Collected data entries:
-- Start --

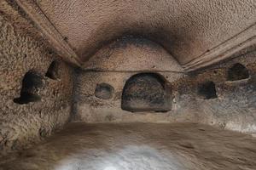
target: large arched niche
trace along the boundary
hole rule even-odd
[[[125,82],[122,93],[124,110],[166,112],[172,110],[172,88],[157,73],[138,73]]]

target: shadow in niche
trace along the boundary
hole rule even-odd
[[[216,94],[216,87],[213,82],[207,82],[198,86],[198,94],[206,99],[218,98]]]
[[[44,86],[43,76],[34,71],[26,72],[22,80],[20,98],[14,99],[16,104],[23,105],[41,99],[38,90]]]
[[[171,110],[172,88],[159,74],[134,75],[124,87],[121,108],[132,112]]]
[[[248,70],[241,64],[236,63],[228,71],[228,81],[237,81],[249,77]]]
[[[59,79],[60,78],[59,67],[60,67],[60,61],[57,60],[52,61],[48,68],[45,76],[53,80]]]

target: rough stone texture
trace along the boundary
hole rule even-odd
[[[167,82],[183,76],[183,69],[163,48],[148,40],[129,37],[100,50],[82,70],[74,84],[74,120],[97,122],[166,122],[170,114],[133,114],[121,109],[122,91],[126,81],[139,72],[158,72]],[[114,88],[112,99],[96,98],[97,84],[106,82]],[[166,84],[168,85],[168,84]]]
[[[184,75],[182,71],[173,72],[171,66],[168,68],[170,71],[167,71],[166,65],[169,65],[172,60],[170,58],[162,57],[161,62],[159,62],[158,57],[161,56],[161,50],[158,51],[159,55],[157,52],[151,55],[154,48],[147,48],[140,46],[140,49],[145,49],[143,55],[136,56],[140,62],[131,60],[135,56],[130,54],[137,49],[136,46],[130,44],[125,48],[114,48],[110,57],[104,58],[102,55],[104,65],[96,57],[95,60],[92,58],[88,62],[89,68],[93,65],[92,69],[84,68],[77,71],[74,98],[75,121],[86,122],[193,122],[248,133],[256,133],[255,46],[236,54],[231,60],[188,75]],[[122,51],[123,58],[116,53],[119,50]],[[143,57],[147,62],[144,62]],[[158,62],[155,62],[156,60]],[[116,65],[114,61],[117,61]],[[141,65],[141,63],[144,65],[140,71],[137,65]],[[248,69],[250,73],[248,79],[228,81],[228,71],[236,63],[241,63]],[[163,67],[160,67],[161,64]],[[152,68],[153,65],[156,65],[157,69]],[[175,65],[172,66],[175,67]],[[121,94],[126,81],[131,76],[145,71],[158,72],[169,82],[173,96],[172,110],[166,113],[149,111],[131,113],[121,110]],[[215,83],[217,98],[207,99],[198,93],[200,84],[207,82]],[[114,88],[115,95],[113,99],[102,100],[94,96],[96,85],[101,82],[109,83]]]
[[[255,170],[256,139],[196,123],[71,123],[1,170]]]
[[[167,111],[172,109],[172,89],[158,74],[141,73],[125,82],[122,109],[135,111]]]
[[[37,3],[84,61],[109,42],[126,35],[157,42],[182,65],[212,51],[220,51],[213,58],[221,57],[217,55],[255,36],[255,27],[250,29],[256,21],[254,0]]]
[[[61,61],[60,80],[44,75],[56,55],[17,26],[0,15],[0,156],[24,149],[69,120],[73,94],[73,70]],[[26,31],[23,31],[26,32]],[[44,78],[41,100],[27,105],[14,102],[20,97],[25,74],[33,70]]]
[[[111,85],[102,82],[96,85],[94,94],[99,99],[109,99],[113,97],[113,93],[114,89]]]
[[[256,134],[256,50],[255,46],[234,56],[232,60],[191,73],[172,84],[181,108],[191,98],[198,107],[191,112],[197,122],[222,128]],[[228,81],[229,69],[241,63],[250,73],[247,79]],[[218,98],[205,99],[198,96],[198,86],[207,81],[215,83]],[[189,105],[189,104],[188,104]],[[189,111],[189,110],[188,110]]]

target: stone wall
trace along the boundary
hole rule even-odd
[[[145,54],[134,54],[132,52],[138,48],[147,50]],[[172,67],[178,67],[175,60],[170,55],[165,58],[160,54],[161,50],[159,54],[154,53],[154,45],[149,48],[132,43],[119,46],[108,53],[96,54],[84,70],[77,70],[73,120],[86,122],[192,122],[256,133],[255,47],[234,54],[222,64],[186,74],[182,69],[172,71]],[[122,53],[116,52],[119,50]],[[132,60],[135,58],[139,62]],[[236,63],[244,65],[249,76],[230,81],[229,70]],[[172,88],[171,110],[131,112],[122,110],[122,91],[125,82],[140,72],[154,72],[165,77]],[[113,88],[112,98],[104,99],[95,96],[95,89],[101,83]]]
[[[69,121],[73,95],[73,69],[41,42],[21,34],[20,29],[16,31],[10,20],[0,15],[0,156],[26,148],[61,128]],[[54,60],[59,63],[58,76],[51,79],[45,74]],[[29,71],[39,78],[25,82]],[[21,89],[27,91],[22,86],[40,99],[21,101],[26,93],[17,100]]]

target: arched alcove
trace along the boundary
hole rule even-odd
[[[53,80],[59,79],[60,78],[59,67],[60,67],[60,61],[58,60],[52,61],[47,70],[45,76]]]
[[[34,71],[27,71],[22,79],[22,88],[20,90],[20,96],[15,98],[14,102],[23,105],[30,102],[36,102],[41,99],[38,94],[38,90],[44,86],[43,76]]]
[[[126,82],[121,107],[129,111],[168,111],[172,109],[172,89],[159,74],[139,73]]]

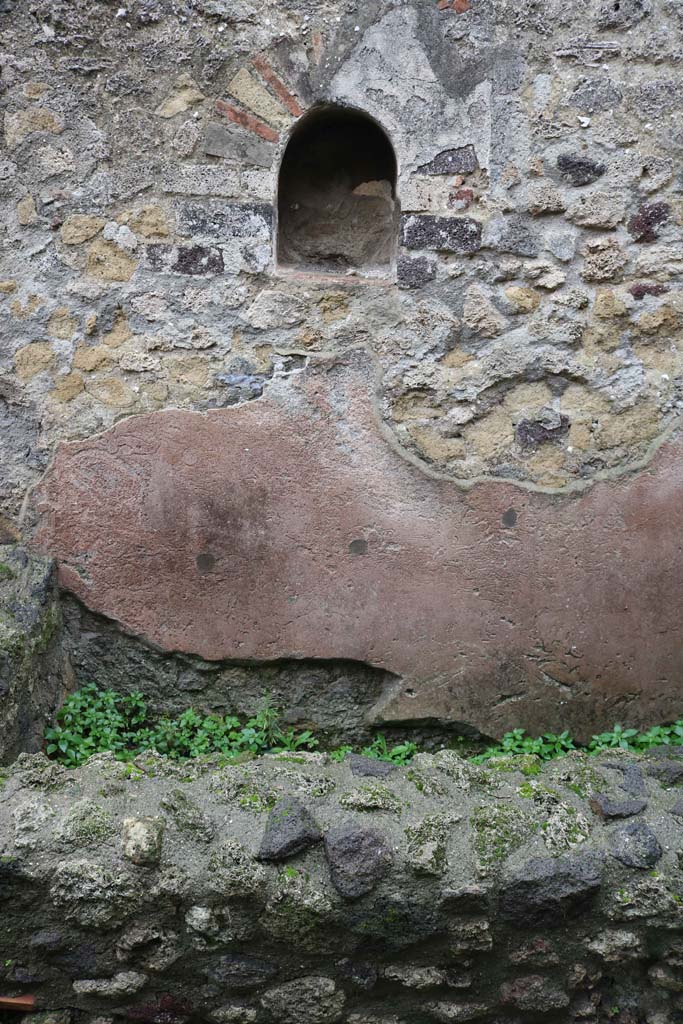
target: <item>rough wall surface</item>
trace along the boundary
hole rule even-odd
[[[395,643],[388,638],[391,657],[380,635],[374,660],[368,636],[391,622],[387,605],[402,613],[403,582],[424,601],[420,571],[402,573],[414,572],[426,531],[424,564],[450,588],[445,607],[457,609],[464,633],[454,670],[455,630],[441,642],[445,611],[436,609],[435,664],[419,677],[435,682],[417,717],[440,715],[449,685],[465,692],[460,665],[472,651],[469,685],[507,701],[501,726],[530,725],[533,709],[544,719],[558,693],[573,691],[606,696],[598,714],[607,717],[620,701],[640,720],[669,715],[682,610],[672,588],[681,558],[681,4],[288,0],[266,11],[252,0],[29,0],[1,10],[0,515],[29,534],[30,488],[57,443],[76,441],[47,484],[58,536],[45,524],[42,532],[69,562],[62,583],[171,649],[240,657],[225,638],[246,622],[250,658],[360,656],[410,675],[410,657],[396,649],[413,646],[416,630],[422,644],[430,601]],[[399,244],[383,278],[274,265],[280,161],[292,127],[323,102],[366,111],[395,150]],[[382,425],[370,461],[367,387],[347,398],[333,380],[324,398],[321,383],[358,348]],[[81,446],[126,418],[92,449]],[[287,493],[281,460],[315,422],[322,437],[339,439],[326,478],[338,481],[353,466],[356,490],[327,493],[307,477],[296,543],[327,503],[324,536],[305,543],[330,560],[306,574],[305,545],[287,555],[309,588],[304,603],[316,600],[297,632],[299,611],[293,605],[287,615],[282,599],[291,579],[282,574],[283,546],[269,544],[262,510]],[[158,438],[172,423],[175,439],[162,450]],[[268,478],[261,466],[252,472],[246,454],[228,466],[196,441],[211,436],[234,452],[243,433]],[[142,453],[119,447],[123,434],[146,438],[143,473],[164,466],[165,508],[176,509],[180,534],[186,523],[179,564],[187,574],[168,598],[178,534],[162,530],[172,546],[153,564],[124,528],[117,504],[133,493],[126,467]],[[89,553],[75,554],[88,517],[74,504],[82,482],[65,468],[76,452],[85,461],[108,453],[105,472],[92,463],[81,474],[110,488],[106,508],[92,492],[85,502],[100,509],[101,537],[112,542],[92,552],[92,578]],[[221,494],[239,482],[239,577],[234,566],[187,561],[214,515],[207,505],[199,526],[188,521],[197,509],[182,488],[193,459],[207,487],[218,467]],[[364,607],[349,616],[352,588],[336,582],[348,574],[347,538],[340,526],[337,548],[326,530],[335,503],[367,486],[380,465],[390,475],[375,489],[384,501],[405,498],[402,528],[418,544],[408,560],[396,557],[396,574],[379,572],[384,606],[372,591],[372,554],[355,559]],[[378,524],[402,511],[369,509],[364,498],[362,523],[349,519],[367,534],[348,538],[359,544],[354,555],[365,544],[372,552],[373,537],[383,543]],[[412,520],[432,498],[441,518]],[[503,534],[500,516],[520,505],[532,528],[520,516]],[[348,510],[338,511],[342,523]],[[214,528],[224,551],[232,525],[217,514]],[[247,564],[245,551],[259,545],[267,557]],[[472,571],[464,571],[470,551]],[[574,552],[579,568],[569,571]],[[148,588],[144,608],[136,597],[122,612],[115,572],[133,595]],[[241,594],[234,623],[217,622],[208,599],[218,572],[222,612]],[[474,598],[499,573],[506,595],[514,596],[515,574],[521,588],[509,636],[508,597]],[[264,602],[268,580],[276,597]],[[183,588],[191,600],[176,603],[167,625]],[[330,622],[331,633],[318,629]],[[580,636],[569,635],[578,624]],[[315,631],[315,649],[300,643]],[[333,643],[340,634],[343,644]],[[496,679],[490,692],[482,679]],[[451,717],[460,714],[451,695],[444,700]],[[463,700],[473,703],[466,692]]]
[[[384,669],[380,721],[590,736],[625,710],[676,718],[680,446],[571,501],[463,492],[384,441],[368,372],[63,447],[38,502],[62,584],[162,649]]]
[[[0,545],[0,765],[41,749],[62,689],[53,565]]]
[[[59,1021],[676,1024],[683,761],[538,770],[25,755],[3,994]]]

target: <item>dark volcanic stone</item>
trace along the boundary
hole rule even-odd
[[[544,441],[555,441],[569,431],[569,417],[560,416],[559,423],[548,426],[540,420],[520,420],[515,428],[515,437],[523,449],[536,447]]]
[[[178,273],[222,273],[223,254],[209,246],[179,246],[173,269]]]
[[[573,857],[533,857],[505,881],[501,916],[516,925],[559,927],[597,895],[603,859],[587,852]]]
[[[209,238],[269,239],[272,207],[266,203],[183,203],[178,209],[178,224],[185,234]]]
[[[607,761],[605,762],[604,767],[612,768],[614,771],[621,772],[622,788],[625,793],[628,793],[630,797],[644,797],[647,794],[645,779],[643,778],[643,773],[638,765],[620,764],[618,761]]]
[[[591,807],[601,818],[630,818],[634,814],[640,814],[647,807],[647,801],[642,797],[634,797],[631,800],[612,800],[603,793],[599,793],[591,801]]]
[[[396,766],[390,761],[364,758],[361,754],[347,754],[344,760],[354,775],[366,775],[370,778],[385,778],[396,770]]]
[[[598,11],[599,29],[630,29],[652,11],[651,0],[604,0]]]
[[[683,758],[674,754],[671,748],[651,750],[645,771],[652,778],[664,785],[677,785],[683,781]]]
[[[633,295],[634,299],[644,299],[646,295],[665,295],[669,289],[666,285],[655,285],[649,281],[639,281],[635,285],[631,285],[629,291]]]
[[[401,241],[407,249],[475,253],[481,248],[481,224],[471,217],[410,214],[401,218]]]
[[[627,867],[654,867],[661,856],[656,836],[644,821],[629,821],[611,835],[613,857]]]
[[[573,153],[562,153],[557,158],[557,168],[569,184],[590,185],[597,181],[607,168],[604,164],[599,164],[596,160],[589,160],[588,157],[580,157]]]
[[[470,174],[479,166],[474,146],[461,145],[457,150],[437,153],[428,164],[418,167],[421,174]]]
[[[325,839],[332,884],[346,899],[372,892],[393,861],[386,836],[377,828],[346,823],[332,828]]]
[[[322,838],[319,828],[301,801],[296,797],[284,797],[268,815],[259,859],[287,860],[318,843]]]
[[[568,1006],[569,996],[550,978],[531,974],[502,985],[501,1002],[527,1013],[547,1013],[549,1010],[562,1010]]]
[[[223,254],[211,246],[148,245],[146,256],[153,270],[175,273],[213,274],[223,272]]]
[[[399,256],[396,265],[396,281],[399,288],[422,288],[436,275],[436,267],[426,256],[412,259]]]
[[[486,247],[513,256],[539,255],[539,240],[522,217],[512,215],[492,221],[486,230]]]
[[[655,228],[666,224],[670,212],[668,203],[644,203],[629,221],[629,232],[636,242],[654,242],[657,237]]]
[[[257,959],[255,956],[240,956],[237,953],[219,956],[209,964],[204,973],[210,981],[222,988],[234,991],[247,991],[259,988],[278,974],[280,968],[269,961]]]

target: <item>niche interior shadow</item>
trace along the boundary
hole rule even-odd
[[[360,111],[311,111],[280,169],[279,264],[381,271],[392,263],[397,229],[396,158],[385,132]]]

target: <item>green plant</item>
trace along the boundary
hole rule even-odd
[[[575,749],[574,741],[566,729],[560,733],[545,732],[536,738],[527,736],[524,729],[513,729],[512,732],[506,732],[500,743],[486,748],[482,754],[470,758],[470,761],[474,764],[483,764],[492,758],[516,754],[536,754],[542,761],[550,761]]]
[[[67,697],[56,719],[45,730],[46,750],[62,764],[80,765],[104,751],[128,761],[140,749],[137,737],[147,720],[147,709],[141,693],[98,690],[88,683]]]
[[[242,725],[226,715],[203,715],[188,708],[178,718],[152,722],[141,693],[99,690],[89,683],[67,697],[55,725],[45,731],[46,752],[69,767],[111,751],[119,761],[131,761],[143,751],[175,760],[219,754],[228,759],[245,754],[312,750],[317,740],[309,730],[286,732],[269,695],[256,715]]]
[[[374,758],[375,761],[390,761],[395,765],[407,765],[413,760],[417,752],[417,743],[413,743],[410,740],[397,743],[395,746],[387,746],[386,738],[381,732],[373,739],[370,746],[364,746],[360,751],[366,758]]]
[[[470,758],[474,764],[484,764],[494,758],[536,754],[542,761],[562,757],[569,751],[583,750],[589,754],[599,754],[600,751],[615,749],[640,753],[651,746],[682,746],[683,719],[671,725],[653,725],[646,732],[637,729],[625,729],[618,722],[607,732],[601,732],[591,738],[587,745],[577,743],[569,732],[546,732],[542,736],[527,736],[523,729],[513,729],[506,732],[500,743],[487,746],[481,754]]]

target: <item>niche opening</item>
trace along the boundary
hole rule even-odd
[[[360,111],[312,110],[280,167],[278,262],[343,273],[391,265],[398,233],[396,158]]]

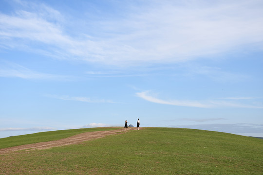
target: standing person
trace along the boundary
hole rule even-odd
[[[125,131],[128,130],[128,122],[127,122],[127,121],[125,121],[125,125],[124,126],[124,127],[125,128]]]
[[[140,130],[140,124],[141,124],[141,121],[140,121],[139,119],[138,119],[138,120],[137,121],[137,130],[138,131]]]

-- End --

What the exercise asks:
Take the line containing "target: <item>niche opening</item>" and every line after it up to the end of the data, and write them out exactly, without the pictures.

Reply to the task:
target: <item>niche opening</item>
trace along the boundary
hole rule even-odd
[[[360,111],[312,110],[280,167],[278,262],[343,273],[391,265],[398,233],[396,158]]]

target: standing person
trace along the boundary
hole rule even-odd
[[[125,131],[128,130],[128,122],[127,122],[127,121],[125,121],[125,125],[124,126],[124,127],[125,128]]]
[[[140,130],[140,124],[141,124],[141,121],[140,121],[139,119],[138,119],[138,120],[137,121],[137,130],[138,131]]]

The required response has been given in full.